:: REQUIRED ACTION ::
Please list every text-based science course that the passage below on math and science courses names as an example.

Typically, math courses emphasize problem-solving. You will be asked to apply math principles and formulas in a variety of situations. Some math courses are discussion based, some involve writing, but often they are lecture based with the instructor solving problems and explaining concepts.
- Before class. Preview the text to see what you will be discussing. Note the concepts and formulas and think about what you might already know about the topic. You should also review your notes from the previous class.
- After class. Read the text. Take your time and be sure you understand each concept before moving on to the next. Annotate key ideas, formulas, symbols, and principles in the margin, to help you remember them. Do the practice problems after reading, to help you monitor your understanding. Then, pull the concepts together. Try to combine several concepts into a larger problem. It is also helpful to form a study group because talking through difficult ideas with classmates can help you see where your understanding is breaking down.
Science courses can be divided into two categories: math-based and text-based science courses. Math-based courses, such as chemistry or physics, contain formulas and problems like your mathematics courses, but also contain important diagrams and have a focus on explaining scientific theories and processes. Text-based science courses, such as biology, agriculture, ecology, botany, or astronomy are often more similar to social science courses. There is generally little math involved. Rather, you will be asked to read, understand, and apply science concepts discussed in class and in your text. Many science courses include a lab component where you will experience hands-on application. As with mathematics courses, science concepts are usually presented sequentially, which means that the information builds. In order to understand the concepts in later chapters, you need to have built a good foundation with the concepts presented earlier.

:: DATASET CONTENT ::
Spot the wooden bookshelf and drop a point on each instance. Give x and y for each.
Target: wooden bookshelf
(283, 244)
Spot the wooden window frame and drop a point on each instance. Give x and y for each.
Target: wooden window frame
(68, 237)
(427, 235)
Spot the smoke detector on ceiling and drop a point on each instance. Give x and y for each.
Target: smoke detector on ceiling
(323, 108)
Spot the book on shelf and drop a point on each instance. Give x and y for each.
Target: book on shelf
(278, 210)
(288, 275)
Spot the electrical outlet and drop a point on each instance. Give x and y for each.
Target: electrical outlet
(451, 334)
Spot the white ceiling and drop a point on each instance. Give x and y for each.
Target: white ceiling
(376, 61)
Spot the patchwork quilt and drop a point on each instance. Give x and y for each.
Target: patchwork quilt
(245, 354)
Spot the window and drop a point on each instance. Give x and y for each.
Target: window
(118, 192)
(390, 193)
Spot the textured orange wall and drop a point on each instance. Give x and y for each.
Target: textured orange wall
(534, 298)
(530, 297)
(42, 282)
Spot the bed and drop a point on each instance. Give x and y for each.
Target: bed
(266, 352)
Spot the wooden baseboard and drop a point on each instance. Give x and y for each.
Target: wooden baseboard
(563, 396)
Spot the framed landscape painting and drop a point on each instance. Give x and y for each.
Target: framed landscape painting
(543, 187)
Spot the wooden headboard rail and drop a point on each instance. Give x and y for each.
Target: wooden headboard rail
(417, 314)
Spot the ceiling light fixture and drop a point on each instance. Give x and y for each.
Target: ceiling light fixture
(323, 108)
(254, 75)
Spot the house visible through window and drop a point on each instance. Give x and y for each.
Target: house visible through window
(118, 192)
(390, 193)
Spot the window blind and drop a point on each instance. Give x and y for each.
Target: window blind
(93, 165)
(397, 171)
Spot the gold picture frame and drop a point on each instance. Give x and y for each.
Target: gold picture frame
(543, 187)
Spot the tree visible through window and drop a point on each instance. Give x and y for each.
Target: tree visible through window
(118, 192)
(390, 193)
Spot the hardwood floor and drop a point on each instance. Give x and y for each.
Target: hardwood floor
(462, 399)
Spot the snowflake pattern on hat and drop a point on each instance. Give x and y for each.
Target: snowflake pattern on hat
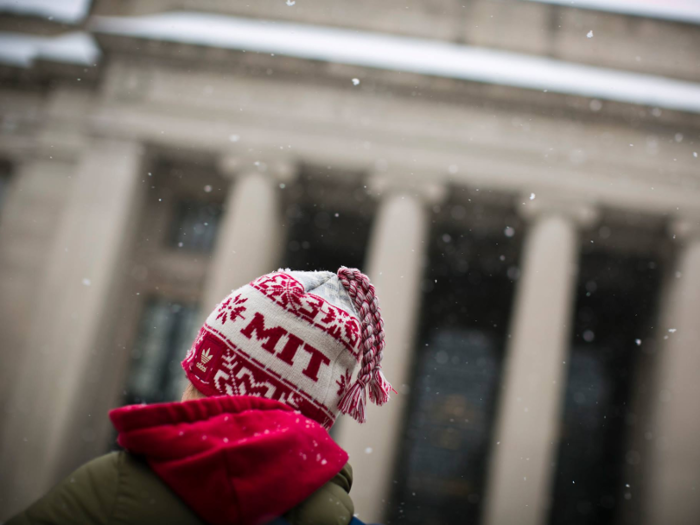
(296, 337)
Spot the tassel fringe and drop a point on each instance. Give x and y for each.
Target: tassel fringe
(353, 402)
(379, 388)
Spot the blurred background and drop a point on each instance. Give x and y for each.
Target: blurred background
(519, 178)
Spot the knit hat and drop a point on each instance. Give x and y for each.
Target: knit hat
(296, 337)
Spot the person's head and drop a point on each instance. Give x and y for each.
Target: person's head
(295, 337)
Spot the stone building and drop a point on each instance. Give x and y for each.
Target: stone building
(520, 179)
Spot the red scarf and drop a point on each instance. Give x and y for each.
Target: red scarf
(232, 460)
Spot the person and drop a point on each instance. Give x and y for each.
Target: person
(268, 374)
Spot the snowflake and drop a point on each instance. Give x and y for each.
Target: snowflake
(232, 308)
(344, 382)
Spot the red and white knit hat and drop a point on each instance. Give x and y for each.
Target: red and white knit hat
(296, 337)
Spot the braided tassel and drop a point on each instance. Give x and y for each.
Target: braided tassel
(379, 387)
(354, 401)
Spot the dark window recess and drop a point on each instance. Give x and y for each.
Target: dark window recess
(166, 331)
(322, 239)
(4, 181)
(466, 307)
(614, 308)
(195, 225)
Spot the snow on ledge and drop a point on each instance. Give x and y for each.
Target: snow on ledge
(69, 11)
(397, 53)
(21, 49)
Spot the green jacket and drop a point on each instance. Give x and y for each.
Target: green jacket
(120, 488)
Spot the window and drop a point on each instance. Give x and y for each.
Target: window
(195, 225)
(466, 302)
(596, 464)
(4, 181)
(330, 234)
(166, 330)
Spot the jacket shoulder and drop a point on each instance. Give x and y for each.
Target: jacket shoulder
(85, 496)
(329, 505)
(114, 489)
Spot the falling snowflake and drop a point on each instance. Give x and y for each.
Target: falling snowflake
(343, 382)
(232, 308)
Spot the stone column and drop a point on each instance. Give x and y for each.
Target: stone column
(71, 309)
(395, 264)
(249, 243)
(528, 419)
(673, 488)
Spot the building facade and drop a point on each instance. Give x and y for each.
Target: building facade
(525, 197)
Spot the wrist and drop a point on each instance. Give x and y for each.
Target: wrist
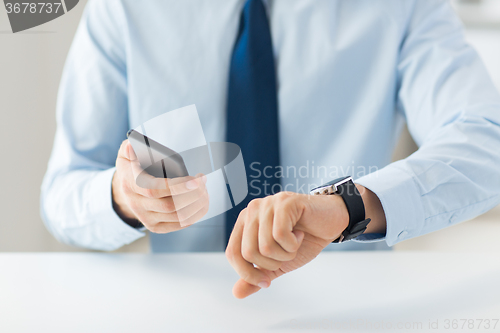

:: EXERCISE OUTPUT ::
Biology, agriculture, ecology, botany, astronomy